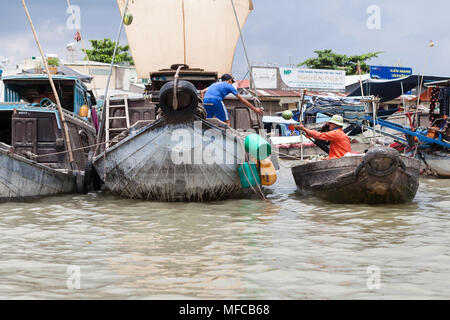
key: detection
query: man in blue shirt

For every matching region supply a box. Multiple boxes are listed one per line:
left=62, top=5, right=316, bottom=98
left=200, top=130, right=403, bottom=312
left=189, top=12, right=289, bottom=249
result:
left=201, top=74, right=264, bottom=126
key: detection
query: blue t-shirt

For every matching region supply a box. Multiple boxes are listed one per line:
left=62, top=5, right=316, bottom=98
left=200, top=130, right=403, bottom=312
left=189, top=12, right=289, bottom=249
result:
left=204, top=82, right=239, bottom=101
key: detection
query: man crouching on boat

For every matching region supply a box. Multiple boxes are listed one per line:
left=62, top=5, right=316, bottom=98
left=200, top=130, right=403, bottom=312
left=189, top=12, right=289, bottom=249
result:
left=200, top=74, right=263, bottom=126
left=294, top=115, right=352, bottom=159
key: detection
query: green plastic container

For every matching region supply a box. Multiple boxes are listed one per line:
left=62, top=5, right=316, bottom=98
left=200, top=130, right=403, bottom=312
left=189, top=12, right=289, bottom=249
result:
left=245, top=133, right=272, bottom=160
left=238, top=162, right=261, bottom=189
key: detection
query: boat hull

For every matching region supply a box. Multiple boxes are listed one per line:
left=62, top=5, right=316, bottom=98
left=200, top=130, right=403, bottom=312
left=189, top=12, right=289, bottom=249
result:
left=0, top=149, right=76, bottom=201
left=94, top=120, right=248, bottom=202
left=292, top=149, right=420, bottom=204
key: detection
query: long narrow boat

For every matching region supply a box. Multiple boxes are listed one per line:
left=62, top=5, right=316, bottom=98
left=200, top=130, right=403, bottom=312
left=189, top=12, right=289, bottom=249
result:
left=93, top=0, right=274, bottom=201
left=291, top=147, right=420, bottom=204
left=0, top=74, right=96, bottom=201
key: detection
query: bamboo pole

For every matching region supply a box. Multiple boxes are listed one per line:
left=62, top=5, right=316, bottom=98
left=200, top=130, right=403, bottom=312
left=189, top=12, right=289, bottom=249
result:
left=298, top=89, right=306, bottom=160
left=67, top=0, right=98, bottom=98
left=22, top=0, right=76, bottom=170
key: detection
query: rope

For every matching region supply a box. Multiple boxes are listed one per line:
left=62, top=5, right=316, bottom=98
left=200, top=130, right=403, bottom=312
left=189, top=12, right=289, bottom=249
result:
left=95, top=0, right=130, bottom=149
left=230, top=0, right=259, bottom=101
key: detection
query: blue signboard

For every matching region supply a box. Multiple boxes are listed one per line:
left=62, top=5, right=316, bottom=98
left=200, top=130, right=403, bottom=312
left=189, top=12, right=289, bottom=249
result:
left=370, top=66, right=412, bottom=80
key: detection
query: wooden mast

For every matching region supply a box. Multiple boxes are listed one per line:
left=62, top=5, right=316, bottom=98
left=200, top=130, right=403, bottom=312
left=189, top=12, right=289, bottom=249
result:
left=22, top=0, right=76, bottom=170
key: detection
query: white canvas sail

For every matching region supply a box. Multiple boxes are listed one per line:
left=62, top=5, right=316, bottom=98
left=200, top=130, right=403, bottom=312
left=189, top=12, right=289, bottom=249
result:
left=117, top=0, right=253, bottom=78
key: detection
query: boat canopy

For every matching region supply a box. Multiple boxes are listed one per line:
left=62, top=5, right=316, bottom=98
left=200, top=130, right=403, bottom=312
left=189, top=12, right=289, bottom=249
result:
left=117, top=0, right=253, bottom=78
left=22, top=66, right=93, bottom=83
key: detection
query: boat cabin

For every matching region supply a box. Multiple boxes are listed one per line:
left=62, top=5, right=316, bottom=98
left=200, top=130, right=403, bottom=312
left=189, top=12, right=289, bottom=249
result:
left=0, top=74, right=96, bottom=169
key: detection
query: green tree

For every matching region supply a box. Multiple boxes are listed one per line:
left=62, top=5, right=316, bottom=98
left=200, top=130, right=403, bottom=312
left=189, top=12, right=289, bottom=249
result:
left=298, top=49, right=383, bottom=75
left=83, top=39, right=134, bottom=65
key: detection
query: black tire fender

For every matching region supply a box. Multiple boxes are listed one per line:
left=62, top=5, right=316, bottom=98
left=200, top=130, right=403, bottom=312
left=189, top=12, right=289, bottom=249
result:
left=363, top=147, right=400, bottom=177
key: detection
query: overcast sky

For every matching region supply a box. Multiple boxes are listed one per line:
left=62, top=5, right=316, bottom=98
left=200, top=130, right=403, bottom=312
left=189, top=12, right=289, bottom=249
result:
left=0, top=0, right=450, bottom=77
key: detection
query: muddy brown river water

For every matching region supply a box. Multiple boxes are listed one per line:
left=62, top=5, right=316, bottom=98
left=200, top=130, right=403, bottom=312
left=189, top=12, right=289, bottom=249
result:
○ ○ ○ ○ ○ ○ ○
**Task statement:** Please copy the material without changes, starting at the beginning and ending with the line that contains "left=238, top=162, right=261, bottom=189", with both ends included. Leave the pictures out of your copy.

**Output of the task:**
key: detection
query: man in blue shirt

For every matching region supply a box. Multiple boxes are listed one per line:
left=62, top=5, right=316, bottom=98
left=200, top=130, right=403, bottom=312
left=189, top=12, right=289, bottom=249
result:
left=201, top=74, right=264, bottom=126
key: detection
query: blue t-shirt

For every matching region supply a box. Multiple boxes are listed one per line:
left=62, top=5, right=316, bottom=98
left=200, top=130, right=403, bottom=312
left=189, top=12, right=289, bottom=249
result:
left=204, top=82, right=239, bottom=101
key: detection
query: man crouching on boat

For every matching region supply a box. Multiple boxes are listed one per line:
left=62, top=5, right=316, bottom=98
left=200, top=130, right=403, bottom=312
left=189, top=12, right=289, bottom=249
result:
left=200, top=74, right=263, bottom=126
left=294, top=115, right=352, bottom=159
key: detection
query: green plastic container

For every matching region supply a box. Multiple boxes are listed one per line:
left=62, top=5, right=316, bottom=98
left=200, top=130, right=403, bottom=312
left=189, top=12, right=289, bottom=249
result:
left=245, top=133, right=272, bottom=160
left=238, top=162, right=261, bottom=189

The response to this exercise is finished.